Como você daria seguimento ao texto sobre a romantização e a culpabilização da doença, a partir da última frase dele? Escreva essa continuação.

[TRECHO CITADO]

Ao contrário da romantização, ligada ao aspecto externo, a culpabilização parece estar intrinsecamente ligada à moral. Como aponta Sontag, a ideia de doença como punição tem raízes antigas — da lepra bíblica à Covid-19 — e surge, muitas vezes, da falta de explicações médicas, levando a interpretações religiosas ou morais que responsabilizam o indivíduo por sua enfermidade. A culpa vem do interior do sujeito e surge em acordo com a ideia de moralidade. Estar doente se torna imoral, abominável, especialmente quando o mal a ser combatido não pode ser visto, está dentro do sujeito, o destruindo de dentro para fora. Sontag nos mostra que a culpa recai de forma mais branda sobre certas enfermidades. No caso das ISTs, a associação com o sexo – historicamente envolto em vergonha e punição – torna essa lógica ainda mais evidente. Já em doenças como o câncer, a culpa surge como uma tentativa de dar sentido a um sofrimento sem explicação visível, transformando a dor em falha moral.
“Mas ninguém pensa em esconder a verdade de um paciente cardíaco: nada existe de vergonhoso num ataque de coração. Mentem para os pacientes de câncer não só porque a enfermidade é (ou se supõe ser) uma sentença de morte, mas porque é considerada algo obsceno – no sentido original da palavra: de mau agouro, abominável, repugnante aos sentidos.” (Sontag, 2007, p.7)
No mundo contemporâneo, as heranças simbólicas da romantização e da culpabilização ainda se manifestam com força, especialmente nas representações públicas e literárias da doença. O câncer, por exemplo, continua cercado por narrativas de culpa e superação, enquanto enfermidades mentais enfrentam estigmas persistentes. A figura do “paciente-herói”, amplamente promovida pela mídia, reforça a noção de que a cura depende exclusivamente da força de vontade individual, apagando fatores estruturais como o acesso ao tratamento e as desigualdades sociais que moldam profundamente essas trajetórias.

[/TRECHO CITADO]
[INFORMAÇÕES EXTRAÍDAS]

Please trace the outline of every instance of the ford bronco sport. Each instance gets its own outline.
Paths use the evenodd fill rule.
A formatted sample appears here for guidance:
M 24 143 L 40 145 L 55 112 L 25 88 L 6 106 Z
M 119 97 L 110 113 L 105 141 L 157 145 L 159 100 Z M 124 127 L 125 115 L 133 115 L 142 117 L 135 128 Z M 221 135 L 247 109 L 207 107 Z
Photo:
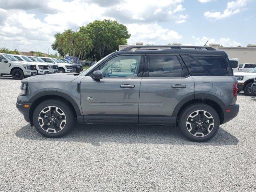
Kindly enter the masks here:
M 108 73 L 121 63 L 120 71 Z M 76 120 L 176 125 L 188 139 L 202 142 L 237 116 L 237 84 L 223 51 L 208 47 L 130 46 L 77 76 L 22 80 L 16 106 L 48 137 L 64 136 Z

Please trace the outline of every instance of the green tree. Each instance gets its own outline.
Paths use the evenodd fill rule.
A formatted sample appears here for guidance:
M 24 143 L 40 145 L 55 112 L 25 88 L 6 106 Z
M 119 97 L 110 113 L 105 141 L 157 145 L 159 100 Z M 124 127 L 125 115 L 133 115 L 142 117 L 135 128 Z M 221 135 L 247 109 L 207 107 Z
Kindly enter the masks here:
M 80 31 L 92 39 L 93 48 L 87 56 L 97 60 L 118 50 L 119 44 L 126 44 L 130 36 L 126 26 L 109 20 L 95 20 L 80 27 Z

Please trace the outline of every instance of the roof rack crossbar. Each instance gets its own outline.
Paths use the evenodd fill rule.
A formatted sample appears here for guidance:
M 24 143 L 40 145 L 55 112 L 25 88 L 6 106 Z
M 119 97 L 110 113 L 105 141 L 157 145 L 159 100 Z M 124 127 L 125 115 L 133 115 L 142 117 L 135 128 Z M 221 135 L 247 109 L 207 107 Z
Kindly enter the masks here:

[/INFORMAÇÕES EXTRAÍDAS]

## RESULTADO DO EXERCÍCIO
As noções de romantização e culpabilização da doença têm origens longas e complexas e não se limitam apenas ao corpo ou à moral, ambas são atravessadas por múltiplas dimensões. São questões multifacetadas, que são perpassadas por outros aspectos essenciais para essa análise. Resta o desejo de investigar, futuramente, se a valorização de certos traços físicos em pessoas enfermas dialoga com padrões estéticos já impostos socialmente. Por fim, destaco que a literatura e outras expressões artísticas têm — e tiveram — um papel crucial nessas representações, por isso, é necessário que se ofereçam novos olhares que enfatizem a complexidade das condições humanas sem recorrer a estigmas ou idealizações.
REFERÊNCIA
SONTAG, Susan. Doença como metáfora. Tradução de Rubens Figueiredo. São Paulo: Companhia das Letras, 2007.